● Set task
Rewrite every line of the records below as a numbered list, skipping blank lines. Leave the pictures out of your answer.

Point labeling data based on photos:
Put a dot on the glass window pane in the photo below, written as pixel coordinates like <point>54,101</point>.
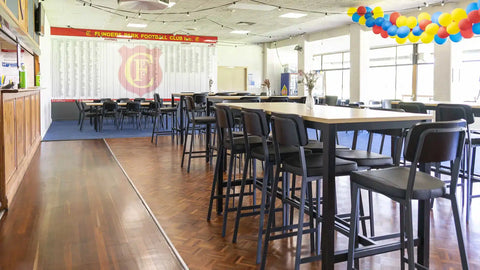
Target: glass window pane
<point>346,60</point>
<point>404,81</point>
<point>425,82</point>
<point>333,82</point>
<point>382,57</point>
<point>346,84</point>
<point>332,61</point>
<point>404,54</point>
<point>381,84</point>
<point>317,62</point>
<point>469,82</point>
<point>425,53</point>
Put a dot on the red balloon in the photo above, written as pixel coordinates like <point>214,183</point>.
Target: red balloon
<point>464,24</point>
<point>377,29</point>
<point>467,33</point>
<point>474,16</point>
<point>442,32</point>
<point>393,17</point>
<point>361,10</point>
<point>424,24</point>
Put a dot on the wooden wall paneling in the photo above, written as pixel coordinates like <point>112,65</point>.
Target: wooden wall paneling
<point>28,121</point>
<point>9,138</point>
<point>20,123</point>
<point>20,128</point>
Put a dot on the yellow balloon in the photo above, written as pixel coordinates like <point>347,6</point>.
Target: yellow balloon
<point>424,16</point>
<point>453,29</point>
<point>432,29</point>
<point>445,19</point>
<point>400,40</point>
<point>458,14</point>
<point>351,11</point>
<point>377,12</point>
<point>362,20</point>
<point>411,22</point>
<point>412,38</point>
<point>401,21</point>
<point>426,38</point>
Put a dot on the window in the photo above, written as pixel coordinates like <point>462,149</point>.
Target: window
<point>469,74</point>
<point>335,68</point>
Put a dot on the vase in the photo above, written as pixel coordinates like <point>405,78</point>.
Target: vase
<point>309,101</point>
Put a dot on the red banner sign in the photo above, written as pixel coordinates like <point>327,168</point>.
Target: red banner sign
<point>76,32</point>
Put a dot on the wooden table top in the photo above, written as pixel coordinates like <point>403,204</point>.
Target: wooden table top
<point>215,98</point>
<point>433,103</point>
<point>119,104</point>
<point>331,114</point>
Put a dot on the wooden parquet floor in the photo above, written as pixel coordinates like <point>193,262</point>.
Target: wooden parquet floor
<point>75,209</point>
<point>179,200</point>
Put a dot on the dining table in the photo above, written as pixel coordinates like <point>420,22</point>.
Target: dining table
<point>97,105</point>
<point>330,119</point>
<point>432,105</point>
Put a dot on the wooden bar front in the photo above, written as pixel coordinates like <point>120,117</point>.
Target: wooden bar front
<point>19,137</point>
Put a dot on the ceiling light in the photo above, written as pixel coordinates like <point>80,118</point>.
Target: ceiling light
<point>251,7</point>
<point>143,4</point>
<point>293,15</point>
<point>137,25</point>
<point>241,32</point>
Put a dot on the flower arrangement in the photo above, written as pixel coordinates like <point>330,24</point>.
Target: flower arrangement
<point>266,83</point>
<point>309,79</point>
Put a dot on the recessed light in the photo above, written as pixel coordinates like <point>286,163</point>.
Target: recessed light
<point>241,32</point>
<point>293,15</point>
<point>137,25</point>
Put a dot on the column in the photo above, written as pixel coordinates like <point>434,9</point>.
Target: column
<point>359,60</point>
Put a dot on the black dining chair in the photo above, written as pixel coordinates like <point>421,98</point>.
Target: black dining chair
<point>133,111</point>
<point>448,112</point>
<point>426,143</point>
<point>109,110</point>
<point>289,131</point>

● Reply to the task
1. Put a dot on the glass window pane in the photo below, written as pixel coordinates like <point>54,101</point>.
2. Target: glass window pane
3. <point>346,60</point>
4. <point>404,81</point>
5. <point>425,82</point>
6. <point>333,82</point>
7. <point>382,57</point>
8. <point>346,84</point>
9. <point>332,61</point>
10. <point>404,54</point>
11. <point>381,84</point>
12. <point>317,62</point>
13. <point>469,82</point>
14. <point>425,53</point>
15. Put a dot on the red balloon in the photo above, written as pixel coordinates like <point>214,183</point>.
16. Target: red balloon
17. <point>464,24</point>
18. <point>377,29</point>
19. <point>467,33</point>
20. <point>474,16</point>
21. <point>442,32</point>
22. <point>393,17</point>
23. <point>361,10</point>
24. <point>424,24</point>
25. Put a dot on the wooden wall paneling in the photo above, written as pixel coordinates like <point>112,65</point>.
26. Target: wooden wall paneling
27. <point>28,121</point>
28. <point>9,138</point>
29. <point>20,123</point>
30. <point>20,128</point>
31. Put a dot on the yellow balloon in the photo above, written as pixel coordinates like <point>347,6</point>.
32. Target: yellow balloon
33. <point>424,16</point>
34. <point>453,29</point>
35. <point>432,29</point>
36. <point>445,19</point>
37. <point>400,40</point>
38. <point>458,14</point>
39. <point>351,11</point>
40. <point>377,12</point>
41. <point>362,20</point>
42. <point>411,22</point>
43. <point>412,38</point>
44. <point>401,21</point>
45. <point>426,38</point>
46. Put a dot on the window in the photo above, written as pixel coordinates like <point>462,149</point>.
47. Target: window
48. <point>469,74</point>
49. <point>335,68</point>
50. Put a dot on the vase in the photo above, written as pixel coordinates like <point>405,78</point>.
51. Target: vase
52. <point>309,101</point>
53. Put a dot on the red banner sign in the photo above, written as pixel coordinates like <point>327,168</point>.
54. Target: red banner sign
55. <point>76,32</point>
56. Put a dot on the wooden table top in the photo above, written as pixel coordinates like <point>403,204</point>.
57. Target: wooden table top
58. <point>215,98</point>
59. <point>433,103</point>
60. <point>119,104</point>
61. <point>331,114</point>
62. Put a dot on the wooden parquet floor in the photo above, written as pixel coordinates like <point>193,262</point>.
63. Target: wooden parquet floor
64. <point>75,209</point>
65. <point>179,200</point>
66. Put a dot on the dining table in the photo above, written as pixel coordinates like <point>420,22</point>.
67. Target: dining table
68. <point>97,105</point>
69. <point>330,119</point>
70. <point>432,105</point>
71. Put a dot on the wooden bar front in the photo above, written as pixel coordinates like <point>120,117</point>.
72. Target: wooden bar front
73. <point>19,137</point>
74. Put a dot on the ceiling light in the photo above, written as pixel coordinates like <point>80,118</point>.
75. Target: ceiling light
76. <point>251,7</point>
77. <point>143,4</point>
78. <point>293,15</point>
79. <point>137,25</point>
80. <point>241,32</point>
81. Put a dot on the flower arrangement in the photo above, written as pixel coordinates like <point>330,24</point>.
82. Target: flower arrangement
83. <point>266,83</point>
84. <point>309,79</point>
85. Put a dot on the recessed light in the photo above, written as pixel coordinates like <point>286,163</point>.
86. Target: recessed light
87. <point>241,32</point>
88. <point>293,15</point>
89. <point>137,25</point>
90. Put a dot on the column in the photo above, written as pixel coordinates like <point>434,9</point>.
91. Target: column
92. <point>359,60</point>
93. Put a dot on the black dining chair in the photo above, written as pixel coordinates like <point>421,98</point>.
94. Target: black dining chair
95. <point>133,111</point>
96. <point>448,112</point>
97. <point>426,143</point>
98. <point>109,110</point>
99. <point>289,131</point>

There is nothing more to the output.